Work task. From the entries below, copy exactly the lines from the one that contains "this sample: (826,498)." through the one that contains "Query: church spire", both included, and only those.

Records shown.
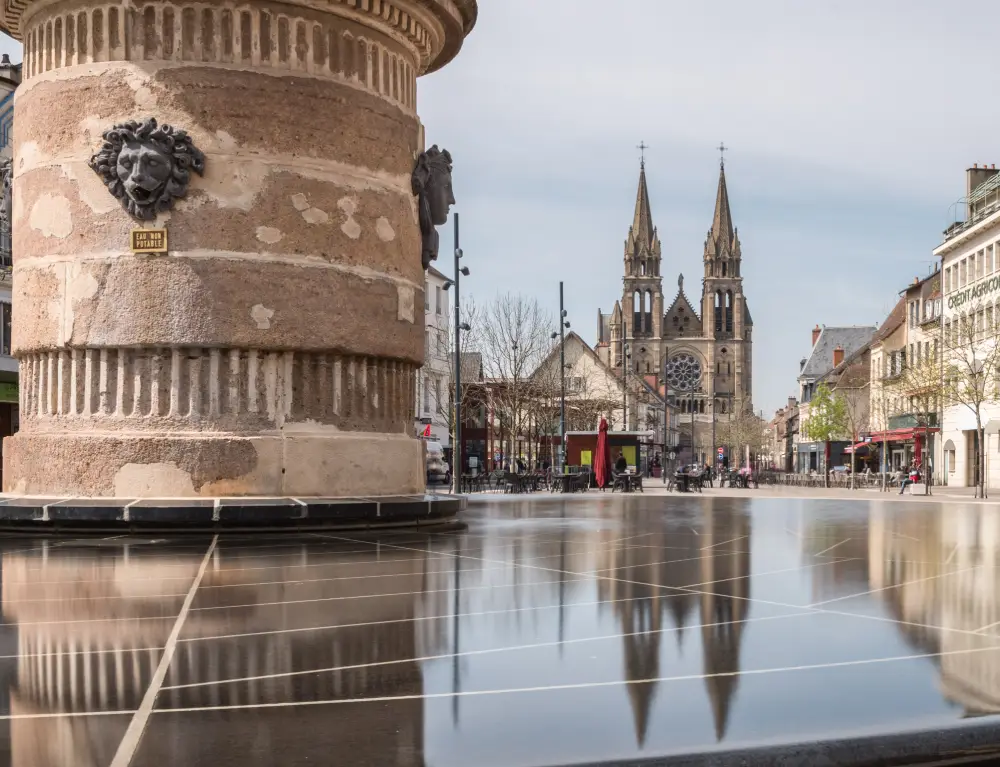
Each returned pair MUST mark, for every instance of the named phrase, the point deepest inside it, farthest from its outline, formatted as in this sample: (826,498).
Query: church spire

==

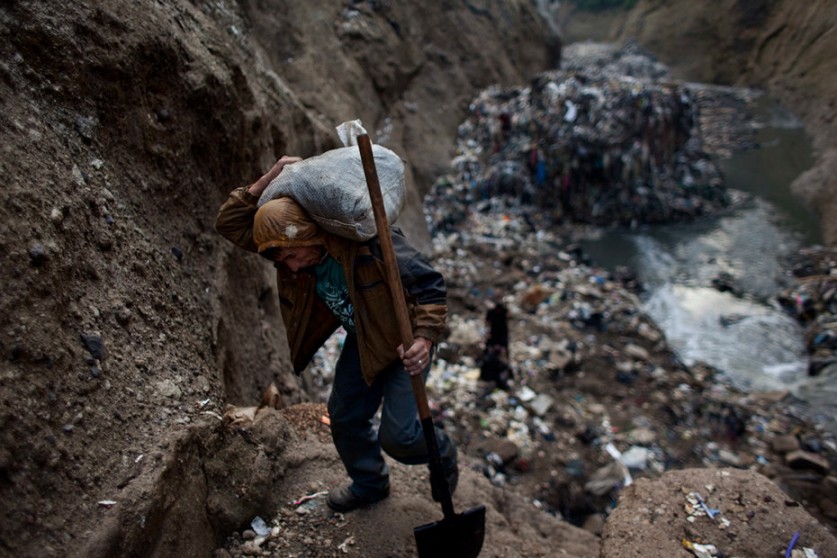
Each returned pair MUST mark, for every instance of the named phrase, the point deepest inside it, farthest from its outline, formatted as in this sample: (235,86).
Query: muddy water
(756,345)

Solution to the problem.
Each returned pair MUST mark, for every instance of the named phrase, the point deepest inside it, farthest from its outline, formatted as in this sample: (826,498).
Query: church spire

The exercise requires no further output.